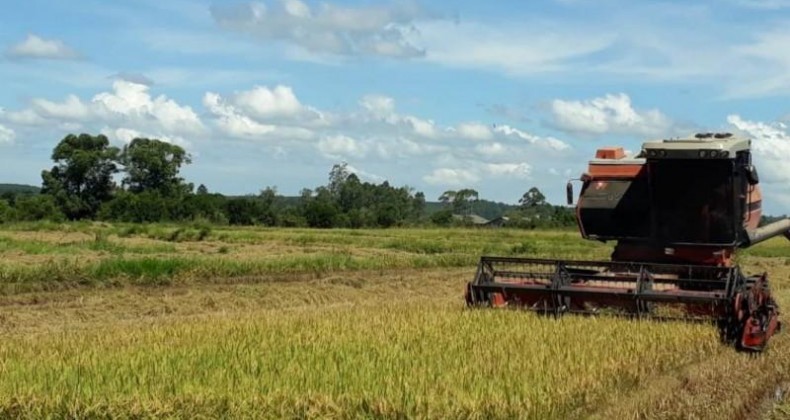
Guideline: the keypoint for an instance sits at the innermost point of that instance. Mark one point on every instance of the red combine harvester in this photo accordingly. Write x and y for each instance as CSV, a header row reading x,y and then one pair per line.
x,y
678,211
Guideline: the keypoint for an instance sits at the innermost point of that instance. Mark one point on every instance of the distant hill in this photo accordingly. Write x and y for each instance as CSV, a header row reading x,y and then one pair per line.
x,y
483,208
19,189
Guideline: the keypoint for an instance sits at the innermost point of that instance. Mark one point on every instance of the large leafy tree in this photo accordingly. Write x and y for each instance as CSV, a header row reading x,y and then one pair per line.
x,y
532,198
153,165
82,178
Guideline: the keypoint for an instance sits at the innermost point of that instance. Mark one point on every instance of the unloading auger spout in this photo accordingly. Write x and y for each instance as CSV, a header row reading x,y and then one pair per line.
x,y
678,211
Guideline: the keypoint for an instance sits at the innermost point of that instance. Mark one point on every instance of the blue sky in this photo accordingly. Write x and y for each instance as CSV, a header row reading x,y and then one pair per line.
x,y
496,96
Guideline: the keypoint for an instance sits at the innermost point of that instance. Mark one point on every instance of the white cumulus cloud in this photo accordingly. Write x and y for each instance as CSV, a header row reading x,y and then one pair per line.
x,y
6,135
609,114
770,146
474,131
517,170
340,146
35,46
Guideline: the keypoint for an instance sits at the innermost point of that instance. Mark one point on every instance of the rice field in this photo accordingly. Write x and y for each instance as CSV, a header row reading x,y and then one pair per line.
x,y
129,321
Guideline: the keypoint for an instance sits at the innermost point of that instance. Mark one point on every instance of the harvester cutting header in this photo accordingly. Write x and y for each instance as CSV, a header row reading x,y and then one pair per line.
x,y
678,210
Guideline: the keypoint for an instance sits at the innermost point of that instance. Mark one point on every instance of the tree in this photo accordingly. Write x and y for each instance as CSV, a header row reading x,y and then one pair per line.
x,y
7,212
337,177
81,179
462,202
532,198
153,165
447,197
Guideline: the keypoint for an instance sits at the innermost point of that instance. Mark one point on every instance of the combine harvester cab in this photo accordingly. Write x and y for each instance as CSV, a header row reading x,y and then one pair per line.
x,y
678,211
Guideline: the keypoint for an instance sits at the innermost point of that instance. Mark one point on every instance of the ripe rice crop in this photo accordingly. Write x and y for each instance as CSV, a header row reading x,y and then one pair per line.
x,y
102,321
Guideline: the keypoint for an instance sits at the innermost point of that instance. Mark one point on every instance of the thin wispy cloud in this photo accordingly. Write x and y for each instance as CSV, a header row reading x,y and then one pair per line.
x,y
36,47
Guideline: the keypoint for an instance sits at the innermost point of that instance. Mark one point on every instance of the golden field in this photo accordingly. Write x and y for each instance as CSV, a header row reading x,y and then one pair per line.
x,y
126,321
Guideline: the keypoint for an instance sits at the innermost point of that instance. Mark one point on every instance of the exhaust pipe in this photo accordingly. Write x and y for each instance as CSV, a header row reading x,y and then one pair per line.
x,y
769,231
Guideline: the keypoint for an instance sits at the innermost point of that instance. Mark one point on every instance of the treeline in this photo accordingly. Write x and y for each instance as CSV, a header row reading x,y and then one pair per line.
x,y
140,183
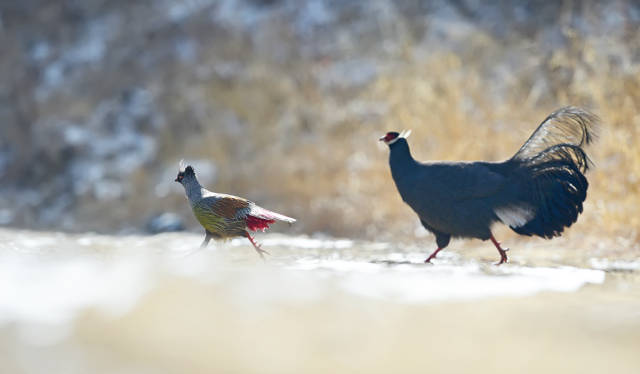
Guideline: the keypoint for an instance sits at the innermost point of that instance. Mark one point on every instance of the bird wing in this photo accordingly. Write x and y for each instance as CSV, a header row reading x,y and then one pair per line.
x,y
227,206
454,182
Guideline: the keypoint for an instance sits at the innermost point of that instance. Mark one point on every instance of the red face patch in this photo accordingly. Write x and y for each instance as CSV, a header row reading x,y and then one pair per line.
x,y
389,136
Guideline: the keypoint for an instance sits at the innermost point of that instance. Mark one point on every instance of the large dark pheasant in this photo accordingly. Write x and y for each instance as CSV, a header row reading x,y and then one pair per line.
x,y
225,216
539,191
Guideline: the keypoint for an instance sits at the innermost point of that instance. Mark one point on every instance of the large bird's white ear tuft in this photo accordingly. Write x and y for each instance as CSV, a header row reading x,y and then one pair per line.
x,y
405,133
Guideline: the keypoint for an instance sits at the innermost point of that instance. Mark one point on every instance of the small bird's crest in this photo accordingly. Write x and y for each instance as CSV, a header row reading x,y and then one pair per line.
x,y
392,136
405,134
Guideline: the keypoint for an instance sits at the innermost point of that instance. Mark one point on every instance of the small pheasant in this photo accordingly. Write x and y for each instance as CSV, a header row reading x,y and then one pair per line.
x,y
225,216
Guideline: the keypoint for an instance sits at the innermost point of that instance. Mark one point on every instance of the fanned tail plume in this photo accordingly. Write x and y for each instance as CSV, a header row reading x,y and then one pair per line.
x,y
551,166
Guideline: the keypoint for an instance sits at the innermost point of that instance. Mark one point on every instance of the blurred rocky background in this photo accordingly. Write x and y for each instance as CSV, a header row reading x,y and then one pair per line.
x,y
282,101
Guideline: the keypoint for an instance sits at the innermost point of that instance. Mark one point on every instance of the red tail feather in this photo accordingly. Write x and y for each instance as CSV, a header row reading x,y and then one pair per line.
x,y
255,223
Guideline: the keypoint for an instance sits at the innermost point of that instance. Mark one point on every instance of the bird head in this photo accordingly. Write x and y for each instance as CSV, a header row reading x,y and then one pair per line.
x,y
393,136
184,172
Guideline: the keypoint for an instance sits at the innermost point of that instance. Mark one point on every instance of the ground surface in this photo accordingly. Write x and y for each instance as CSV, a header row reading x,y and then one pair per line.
x,y
136,304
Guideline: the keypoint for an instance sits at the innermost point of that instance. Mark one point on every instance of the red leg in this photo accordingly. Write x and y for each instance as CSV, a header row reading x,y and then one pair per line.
x,y
256,245
503,252
432,256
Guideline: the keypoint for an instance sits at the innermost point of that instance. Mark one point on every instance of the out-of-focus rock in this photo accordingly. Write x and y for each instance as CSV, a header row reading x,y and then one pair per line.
x,y
165,222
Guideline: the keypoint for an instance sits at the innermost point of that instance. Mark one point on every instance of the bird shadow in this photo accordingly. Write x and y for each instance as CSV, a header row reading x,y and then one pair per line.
x,y
391,263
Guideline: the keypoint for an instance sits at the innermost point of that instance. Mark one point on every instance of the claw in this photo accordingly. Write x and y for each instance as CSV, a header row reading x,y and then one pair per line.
x,y
503,252
432,256
258,247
◇ ◇ ◇
# Your objective
Your reply must reproduce all of the entries exactly and contain no pictures.

# Output for this exercise
Guideline: the keypoint for an instance sits at the innermost point of that instance. Mark one point on every instance of the red combine harvester in this photo accordingly. Write x and y for each instance as CSV, a header row reading x,y and then one pair per line.
x,y
678,211
Guideline: the keypoint for an instance sits at the innermost point of that instance. Mark one point on every instance of the distant hill in this photo accordingly. Write x and y for each instance as CSV, a header row reading x,y and then one pair per line.
x,y
483,208
19,189
Guideline: the keypoint for an instance sits at the innermost point of that instance. Mark one point on every instance of the large leafy tree in this photo accordingly. Write x and y for each instance as CSV, a header row reading x,y and then one pair per line.
x,y
532,198
153,165
82,178
Guideline: the keypoint for an instance sits at the innermost point of that instance. Mark one point on every instance of the unloading auger spout in this photo accordingly. Write x and y for each instance as CSV, a header row reading x,y and then one pair per line.
x,y
678,211
Guideline: the keypoint for an instance sits at the innermost point of that instance. Mark one point on every instance of the blue sky in this photo accordingly. Write x and y for each instance as CSV, a header row reading x,y and then one pair per line.
x,y
496,96
Guideline: the keypoint for an instance sits at the innermost point of that instance. Mark one point on every instance of the white cumulus cloud in this photo accordingly. Write x and y for each instance as CSV, a header row reading x,y and then one pair per line.
x,y
6,135
609,114
770,146
474,131
517,170
340,146
35,46
Guideline: the keypoint for an instance sits at the innermost point of that instance. Mark one point on every instance of the rice field in this photo accordingly. Write x and y for each instance as CSV, a header row reading x,y and then one pair per line.
x,y
129,321
Guideline: the keypoint for an instance sits at the innermost point of that instance. Mark one point on every instance of the harvester cutting header in this photo accordingly. Write x and y for each instance as CSV, a header row reading x,y and then one pair per line.
x,y
678,210
Guideline: the keypoint for an instance sits at the innermost point of that instance. Mark one point on every instance of the tree in this photo accordingly. Write x and y for each instance as CSV, a header row reading x,y and then one pair per line.
x,y
7,212
337,177
81,179
462,202
532,198
153,165
447,197
Guideline: the keypoint for an instance sits at the innermost point of that instance. Mark one point on every instance of the combine harvester cab in this photo accordingly. Write x and y for each instance as CSV, a header row reading x,y and then one pair per line.
x,y
678,211
Guideline: the keypoint for an instance sits at the innermost point of that instance. Mark one point on every instance of the ripe rice crop in this photo accordingly. Write x and y for each instance as CSV, a header row reading x,y and then one pair per line.
x,y
102,321
Guideline: the keypoint for an instance sits at the innermost point of that instance. Mark one point on every instance of the thin wispy cloud in this photo accordingly. Write x and y for each instance as CSV, a header row reading x,y and then one pair per line.
x,y
36,47
Guideline: the keypoint for an instance sits at the innermost point of that instance. Mark one point on every instance of the golden field in this photo accordingly. Write x and y for each instance as CSV, a header row reading x,y and then one pair per line.
x,y
126,321
Guideline: the keypoint for an instance sits at the innermost point of that instance. Mark one point on every instance of the exhaust pipe in this photo accordingly. Write x and y for each instance as CSV, a header row reading x,y and then one pair per line.
x,y
769,231
Guideline: the keypoint for an instance sits at the innermost point of that instance. Mark one point on every instance of the treeline in this photo accordingly. Write x and y for each instance as CSV, a header row reading x,y and then one pair per line.
x,y
140,183
Guideline: the keypoint for an instance sits at the innermost point of that instance. Mark one point on every instance of the bird wing in this photo accordingly. Write x and y for each instance as CSV, a header row reading x,y and then one pair per line.
x,y
227,206
454,182
Guideline: the keypoint for an instance sits at the innermost point of that instance. Mark one point on every instance of the red face patch in this photo accordingly. Write x and y for each instance as CSV, a header row reading x,y and then one pair per line.
x,y
389,136
Guideline: the keypoint for an instance sits at the innermost point of that instance. Mark one point on every instance of the large dark pheasant in this photo accordingly. Write x and y for each instance as CSV, a header row reading x,y and then one pair per line.
x,y
225,216
539,191
Guideline: the keypoint for an instance sits at the innermost point of that instance. Mark one point on every instance of the large bird's white ear tuft in this photo accordingly. Write x and y for each instance as CSV, a header row reading x,y and then one pair per line.
x,y
405,133
Guideline: the keypoint for an instance sits at the innermost point of that instance. Mark one point on every instance of the small bird's crest in this photo accordingly. Write x and y for each instance as CSV, a header row reading x,y and then one pair per line.
x,y
392,136
405,134
Guideline: the keypoint for an instance sits at the innermost point of that instance. Mark one point on every instance of the small pheasant in this photo accordingly. Write x and y for each instance as CSV, a header row reading x,y and then one pair per line.
x,y
225,216
Guideline: the keypoint for an instance sits at the innermost point of that instance. Mark one point on every instance of the fanned tail plume in this photo accordingly. Write x and y for each instance as CSV, a header row reading x,y and then one pair per line.
x,y
551,166
Guideline: the keypoint for an instance sits at the innermost point of that instance. Mark one point on every instance of the blurred rocky background in this photo accordingly. Write x and y for each instance as CSV, a header row reading x,y and then one pair per line.
x,y
282,101
Guideline: the keypoint for an instance sits at the innermost point of that instance. Mark one point on every instance of the red tail feather in this photo accordingly. Write x and y for each instance as CSV, a header row reading x,y and then one pair per line.
x,y
255,223
Guideline: the keypoint for an instance sits at the innermost point of that instance. Mark one point on every instance of the bird head in this photo accordingly. Write x and y for each instance as CSV, a header row reading x,y and then one pair per line.
x,y
393,136
184,172
Guideline: the keypoint for an instance sits at the innermost point of that instance. Mark one point on every instance of the ground surface in this photo accordingly. Write x and y for each instance as CSV, a header row reading x,y and then one pair per line.
x,y
136,304
Guideline: the keypoint for an instance sits at the innermost point of that instance. Mark one point on every instance of the red leg in this photo accordingly. Write x and y for each instance as CSV, a header row reading x,y and then one pair per line.
x,y
256,245
503,252
432,256
Guideline: the keypoint for an instance sits at the innermost point of that instance. Mark one point on every instance of the out-of-focus rock in this photo accordingly. Write x and y for each instance as CSV, a header row reading x,y and then one pair per line.
x,y
165,222
Guideline: the keypoint for an instance sits at the innermost point of that instance. Mark one point on every instance of the bird shadow in this photo accordingly. Write x and y for each instance as CSV, a header row reading x,y and then one pair per line.
x,y
391,263
Guideline: the keypoint for an instance sits at the innermost point of that instance. Mark one point on every instance of the claw in this photo accordingly. Write x and y for each instance as CSV, a header row reading x,y and then one pair per line.
x,y
503,252
432,256
258,247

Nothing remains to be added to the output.